• [TASK GOAL] Output the lines below as a numbered list, omitting any blank lines.

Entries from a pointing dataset
──────

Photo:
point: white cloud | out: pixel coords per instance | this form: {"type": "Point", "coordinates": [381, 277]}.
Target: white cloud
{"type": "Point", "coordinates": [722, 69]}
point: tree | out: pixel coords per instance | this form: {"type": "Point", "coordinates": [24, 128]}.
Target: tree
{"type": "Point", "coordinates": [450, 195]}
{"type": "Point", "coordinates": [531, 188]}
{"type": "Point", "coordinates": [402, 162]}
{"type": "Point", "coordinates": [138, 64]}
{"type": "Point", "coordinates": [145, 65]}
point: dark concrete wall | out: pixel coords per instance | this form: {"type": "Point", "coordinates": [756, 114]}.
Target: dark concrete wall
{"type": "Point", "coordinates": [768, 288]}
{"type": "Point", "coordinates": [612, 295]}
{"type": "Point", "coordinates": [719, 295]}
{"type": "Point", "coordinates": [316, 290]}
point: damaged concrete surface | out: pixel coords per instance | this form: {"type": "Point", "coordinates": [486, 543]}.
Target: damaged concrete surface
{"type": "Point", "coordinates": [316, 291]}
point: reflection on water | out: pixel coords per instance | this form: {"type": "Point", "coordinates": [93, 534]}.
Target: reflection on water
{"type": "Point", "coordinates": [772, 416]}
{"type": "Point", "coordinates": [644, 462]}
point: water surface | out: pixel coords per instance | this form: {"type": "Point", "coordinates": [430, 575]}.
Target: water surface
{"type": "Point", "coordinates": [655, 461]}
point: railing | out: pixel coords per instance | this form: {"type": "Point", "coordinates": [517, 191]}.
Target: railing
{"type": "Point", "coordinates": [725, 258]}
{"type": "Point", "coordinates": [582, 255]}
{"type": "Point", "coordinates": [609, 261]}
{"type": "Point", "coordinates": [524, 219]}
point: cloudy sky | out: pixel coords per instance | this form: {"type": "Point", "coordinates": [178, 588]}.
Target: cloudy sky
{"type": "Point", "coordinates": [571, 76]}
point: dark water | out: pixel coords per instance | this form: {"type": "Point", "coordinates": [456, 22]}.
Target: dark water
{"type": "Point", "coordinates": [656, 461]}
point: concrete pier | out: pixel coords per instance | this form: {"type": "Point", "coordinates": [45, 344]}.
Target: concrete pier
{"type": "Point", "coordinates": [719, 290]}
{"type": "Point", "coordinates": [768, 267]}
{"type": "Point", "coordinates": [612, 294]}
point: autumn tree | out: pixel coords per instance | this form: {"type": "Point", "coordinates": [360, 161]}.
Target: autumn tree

──────

• [EXERCISE OUTPUT]
1. Photo:
2. point: white cloud | out: pixel coords per instance | this form: {"type": "Point", "coordinates": [381, 277]}.
3. Target: white cloud
4. {"type": "Point", "coordinates": [722, 69]}
5. point: tree | out: pixel coords per instance | this form: {"type": "Point", "coordinates": [24, 128]}.
6. Target: tree
7. {"type": "Point", "coordinates": [450, 195]}
8. {"type": "Point", "coordinates": [531, 188]}
9. {"type": "Point", "coordinates": [402, 162]}
10. {"type": "Point", "coordinates": [138, 64]}
11. {"type": "Point", "coordinates": [145, 65]}
12. point: dark concrete wall | out: pixel coords per instance | this form: {"type": "Point", "coordinates": [756, 114]}.
13. Target: dark concrete wall
14. {"type": "Point", "coordinates": [768, 288]}
15. {"type": "Point", "coordinates": [612, 295]}
16. {"type": "Point", "coordinates": [719, 295]}
17. {"type": "Point", "coordinates": [316, 290]}
18. point: damaged concrete surface | out: pixel coords per instance | this form: {"type": "Point", "coordinates": [486, 543]}.
19. Target: damaged concrete surface
20. {"type": "Point", "coordinates": [316, 291]}
21. point: reflection on water | out: pixel coords per instance | this form: {"type": "Point", "coordinates": [93, 534]}.
22. Target: reflection on water
23. {"type": "Point", "coordinates": [772, 416]}
24. {"type": "Point", "coordinates": [644, 462]}
25. point: water surface | out: pixel coords per instance | this form: {"type": "Point", "coordinates": [430, 575]}.
26. Target: water surface
27. {"type": "Point", "coordinates": [655, 461]}
28. point: railing | out: pixel coords per instance | this form: {"type": "Point", "coordinates": [517, 191]}.
29. Target: railing
30. {"type": "Point", "coordinates": [725, 258]}
31. {"type": "Point", "coordinates": [582, 255]}
32. {"type": "Point", "coordinates": [609, 261]}
33. {"type": "Point", "coordinates": [524, 219]}
34. point: cloudy sky | out: pixel coords per instance | this form: {"type": "Point", "coordinates": [178, 588]}.
35. Target: cloudy sky
36. {"type": "Point", "coordinates": [571, 76]}
37. point: dark water | out: pixel coords per instance | this form: {"type": "Point", "coordinates": [456, 22]}.
38. Target: dark water
39. {"type": "Point", "coordinates": [656, 461]}
40. point: concrete pier | out: pixel coords per instance | this form: {"type": "Point", "coordinates": [45, 344]}.
41. Target: concrete pier
42. {"type": "Point", "coordinates": [719, 290]}
43. {"type": "Point", "coordinates": [768, 267]}
44. {"type": "Point", "coordinates": [612, 294]}
45. point: autumn tree | out: pixel coords per instance | this form: {"type": "Point", "coordinates": [360, 161]}.
46. Target: autumn tree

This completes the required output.